• [WORKING DATA]
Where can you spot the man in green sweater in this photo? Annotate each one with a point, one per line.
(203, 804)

--

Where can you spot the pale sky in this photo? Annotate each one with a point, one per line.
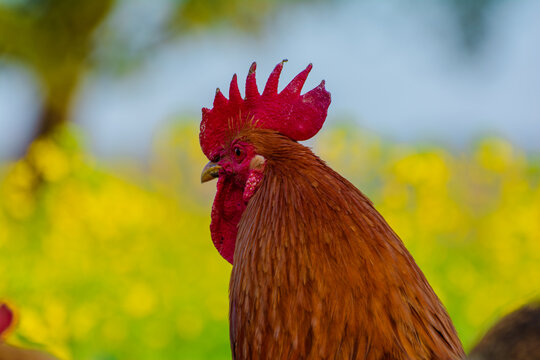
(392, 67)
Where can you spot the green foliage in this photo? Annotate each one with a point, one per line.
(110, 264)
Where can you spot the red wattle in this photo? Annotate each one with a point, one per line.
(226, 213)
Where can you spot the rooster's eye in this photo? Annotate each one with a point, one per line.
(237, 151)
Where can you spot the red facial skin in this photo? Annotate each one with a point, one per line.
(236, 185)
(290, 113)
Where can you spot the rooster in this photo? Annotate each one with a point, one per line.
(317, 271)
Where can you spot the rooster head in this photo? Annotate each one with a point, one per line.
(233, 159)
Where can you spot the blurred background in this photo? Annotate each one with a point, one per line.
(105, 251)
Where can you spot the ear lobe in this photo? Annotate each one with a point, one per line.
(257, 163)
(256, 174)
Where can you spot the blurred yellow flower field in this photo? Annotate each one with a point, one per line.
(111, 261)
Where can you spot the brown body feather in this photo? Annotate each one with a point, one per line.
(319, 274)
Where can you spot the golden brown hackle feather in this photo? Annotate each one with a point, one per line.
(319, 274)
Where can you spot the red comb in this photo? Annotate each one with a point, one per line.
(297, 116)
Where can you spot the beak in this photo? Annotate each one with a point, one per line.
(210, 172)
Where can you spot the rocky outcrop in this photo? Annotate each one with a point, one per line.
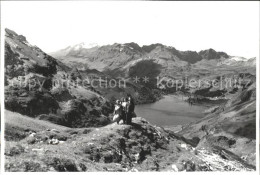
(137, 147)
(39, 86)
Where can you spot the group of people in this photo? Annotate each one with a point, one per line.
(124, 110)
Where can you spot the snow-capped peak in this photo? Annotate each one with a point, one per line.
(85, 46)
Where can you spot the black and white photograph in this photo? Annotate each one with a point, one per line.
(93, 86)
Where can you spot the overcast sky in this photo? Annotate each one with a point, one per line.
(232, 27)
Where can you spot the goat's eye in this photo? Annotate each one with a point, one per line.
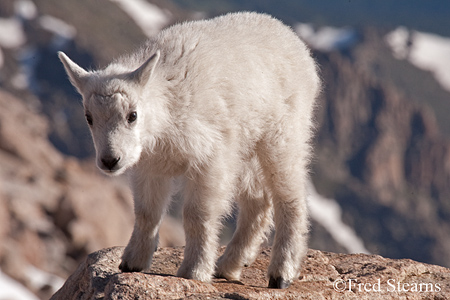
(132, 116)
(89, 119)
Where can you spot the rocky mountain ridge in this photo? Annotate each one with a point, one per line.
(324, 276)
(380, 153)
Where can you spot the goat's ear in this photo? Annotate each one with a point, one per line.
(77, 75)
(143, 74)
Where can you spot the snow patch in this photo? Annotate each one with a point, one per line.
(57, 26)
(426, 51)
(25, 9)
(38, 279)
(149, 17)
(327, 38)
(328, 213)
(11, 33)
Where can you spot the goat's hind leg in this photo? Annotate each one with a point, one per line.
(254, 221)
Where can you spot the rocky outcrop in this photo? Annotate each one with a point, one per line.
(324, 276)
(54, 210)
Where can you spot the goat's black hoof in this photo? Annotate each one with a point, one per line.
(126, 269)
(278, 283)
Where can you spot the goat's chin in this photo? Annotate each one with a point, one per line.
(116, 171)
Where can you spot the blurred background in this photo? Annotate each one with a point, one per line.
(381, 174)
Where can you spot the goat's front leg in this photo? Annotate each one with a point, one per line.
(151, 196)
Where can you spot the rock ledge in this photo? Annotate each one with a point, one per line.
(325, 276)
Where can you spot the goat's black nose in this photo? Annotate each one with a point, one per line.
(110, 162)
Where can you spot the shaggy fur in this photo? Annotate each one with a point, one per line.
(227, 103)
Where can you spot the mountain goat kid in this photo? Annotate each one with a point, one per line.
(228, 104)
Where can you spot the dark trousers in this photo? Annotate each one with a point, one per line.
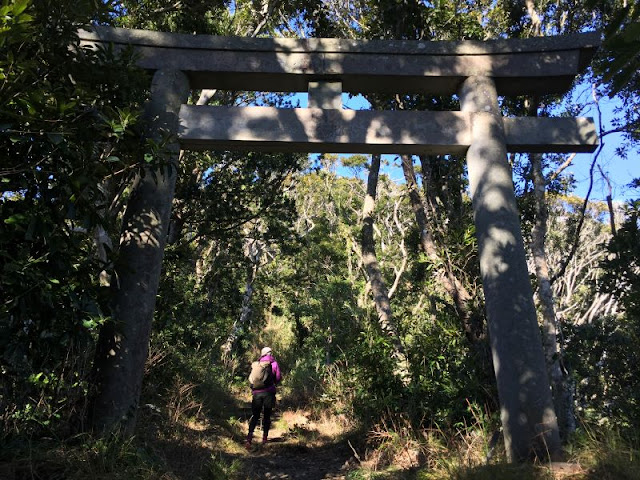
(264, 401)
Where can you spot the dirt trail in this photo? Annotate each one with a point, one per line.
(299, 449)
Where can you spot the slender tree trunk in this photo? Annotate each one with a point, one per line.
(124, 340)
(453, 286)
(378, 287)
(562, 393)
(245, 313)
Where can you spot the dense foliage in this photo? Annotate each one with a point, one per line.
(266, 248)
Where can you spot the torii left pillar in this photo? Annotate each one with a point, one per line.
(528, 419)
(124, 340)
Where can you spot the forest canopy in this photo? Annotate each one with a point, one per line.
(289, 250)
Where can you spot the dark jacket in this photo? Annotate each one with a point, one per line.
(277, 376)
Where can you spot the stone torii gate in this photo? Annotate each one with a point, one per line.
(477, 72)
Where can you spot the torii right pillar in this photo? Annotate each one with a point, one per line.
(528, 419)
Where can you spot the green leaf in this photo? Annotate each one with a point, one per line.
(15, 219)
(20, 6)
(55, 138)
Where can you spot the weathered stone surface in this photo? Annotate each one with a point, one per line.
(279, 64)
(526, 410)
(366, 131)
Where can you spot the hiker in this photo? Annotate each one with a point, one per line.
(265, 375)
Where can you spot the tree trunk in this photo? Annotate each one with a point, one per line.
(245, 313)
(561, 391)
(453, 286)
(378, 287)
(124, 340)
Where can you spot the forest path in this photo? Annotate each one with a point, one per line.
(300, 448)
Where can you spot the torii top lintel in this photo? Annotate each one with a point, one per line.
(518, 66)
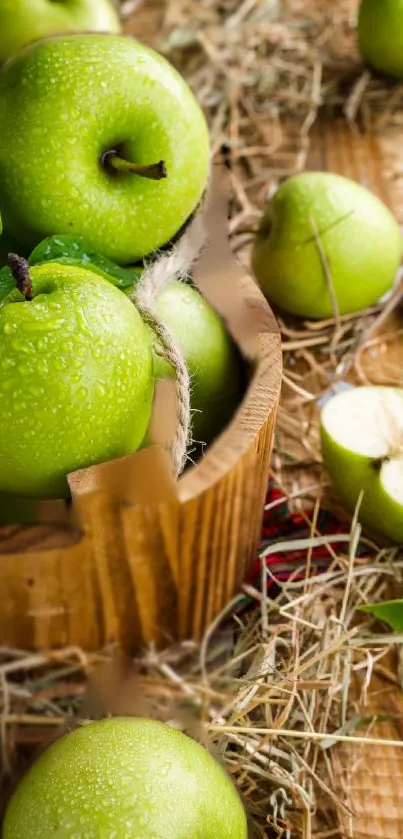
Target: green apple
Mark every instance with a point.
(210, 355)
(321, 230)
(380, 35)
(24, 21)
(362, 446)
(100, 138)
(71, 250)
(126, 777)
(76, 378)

• [WRITTEN REQUEST] Which lines of the items above contain the word "pillar"? Pull out each such line and copy it in full.

• [THE ANSWER]
Where can you spot the torii left pillar in this photo? Annotate each one with a point, one per line.
Where can you spot the torii right pillar in this photo? Annotate each one with a point, one per line.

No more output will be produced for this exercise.